Saturday, November 26, 2011

Three ways of examining brain (or any other) claims - Part Two - Brain Gym

In Part One I outlined the three broad tests I apply for examining a claim:
1. LMGTFY (let me google that for you)
2. The Plausibility Test (is it really even plausible?)
3. Empirical evidence (Okay, google wasn't definitive, and it sounds plausible, so what does the evidence say?)
I applied these to the 'we only use 10 percent or our brain' myth, which immediately failed the 'lmgtfy' test. This post will examine the claims made in a reasonably popular education program called 'Brain Gym'.

When you google Brian Gym, you do not get a black and white answer as to its efficacy. You get some official websites and a wikipedia entry. Brain Gym passes the lmgtfy test, so we move on to consider its plausibility.

From the aforementioned wikipedia entry:
The Brain Gym program is based on the concept that learning challenges can be overcome by carrying out certain movements, the use of which will create pathways in the brain. The repetition of the 26 Brain Gym activities (each of which takes about a minute to do), is said to "activate the brain for optimal storage and retrieval of information."
Already my skeptical hairs are beginning to stand on end. But, it's still not clear cut. Doing some form of physical activity always wakes me up and makes me feel more alert, thus 'optimizing' my brain. Exercise is good for you. No problems with that. However, there clearly is more to it than this.

It's at this point I ask 'what are they saying?' A common problem encountered when attempting to understand the reasoning behind a claim is the wording of the claim itself. A necessary condition for further investigation of Brain Gym is therefore clarity about their explanatory framework. Brain Gym is more than just 'exercise breaks'. They make explicit claims, that particular exercises effect specific regions of the brain and thus prepare students for specific types of learning. Let's consider some examples. If a picture says a thousand words, a video must say three, 'dumb, dumb and dumber'.

- _Short problem a_
In the Brain Gym post, which test did the "we only use 10 percent of our brain" myth fail right away?

Pointing dataset extracts:
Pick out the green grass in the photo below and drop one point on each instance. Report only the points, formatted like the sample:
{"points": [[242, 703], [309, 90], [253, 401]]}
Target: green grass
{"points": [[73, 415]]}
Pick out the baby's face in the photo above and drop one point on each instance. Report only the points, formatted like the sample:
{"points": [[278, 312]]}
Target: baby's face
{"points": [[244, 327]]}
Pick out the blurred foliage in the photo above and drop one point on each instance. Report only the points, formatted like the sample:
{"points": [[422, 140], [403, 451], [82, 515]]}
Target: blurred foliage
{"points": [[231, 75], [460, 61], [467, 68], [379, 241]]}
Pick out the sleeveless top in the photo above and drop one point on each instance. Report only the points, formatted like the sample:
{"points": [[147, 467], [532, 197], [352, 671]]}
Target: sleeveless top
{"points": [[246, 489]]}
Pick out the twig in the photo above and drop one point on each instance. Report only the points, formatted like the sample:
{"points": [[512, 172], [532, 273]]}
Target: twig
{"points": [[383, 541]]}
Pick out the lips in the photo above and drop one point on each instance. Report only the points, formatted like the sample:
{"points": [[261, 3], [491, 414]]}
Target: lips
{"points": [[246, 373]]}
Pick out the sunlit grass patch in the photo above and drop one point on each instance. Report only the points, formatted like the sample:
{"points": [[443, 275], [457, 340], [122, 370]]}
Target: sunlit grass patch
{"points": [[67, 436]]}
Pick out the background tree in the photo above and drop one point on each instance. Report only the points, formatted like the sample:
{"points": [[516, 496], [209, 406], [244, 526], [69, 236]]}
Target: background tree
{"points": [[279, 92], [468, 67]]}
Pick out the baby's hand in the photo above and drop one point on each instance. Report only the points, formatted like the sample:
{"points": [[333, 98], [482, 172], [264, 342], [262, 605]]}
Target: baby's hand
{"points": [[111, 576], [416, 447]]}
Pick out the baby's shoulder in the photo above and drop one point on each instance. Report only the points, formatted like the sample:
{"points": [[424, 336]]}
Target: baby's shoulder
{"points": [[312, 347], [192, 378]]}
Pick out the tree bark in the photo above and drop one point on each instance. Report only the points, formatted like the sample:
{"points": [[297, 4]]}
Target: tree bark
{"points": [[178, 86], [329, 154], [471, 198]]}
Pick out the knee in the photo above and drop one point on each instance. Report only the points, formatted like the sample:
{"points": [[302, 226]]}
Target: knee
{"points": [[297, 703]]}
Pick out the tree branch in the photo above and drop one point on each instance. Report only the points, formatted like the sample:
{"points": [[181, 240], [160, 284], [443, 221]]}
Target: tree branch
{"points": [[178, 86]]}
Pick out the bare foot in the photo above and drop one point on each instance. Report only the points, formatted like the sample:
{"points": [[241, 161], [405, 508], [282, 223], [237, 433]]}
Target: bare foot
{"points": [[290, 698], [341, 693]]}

- _Short problem b_
Please repeat the entries word for word, starting at the line containing "Pick out the bare" and continuing through the last line of the entries.

- _Result a_
It failed the "lmgtfy" (let me google that for you) test.

- _Result b_
Pick out the bare foot in the photo above and drop one point on each instance. Report only the points, formatted like the sample:
{"points": [[241, 161], [405, 508], [282, 223], [237, 433]]}
Target: bare foot
{"points": [[290, 698], [341, 693]]}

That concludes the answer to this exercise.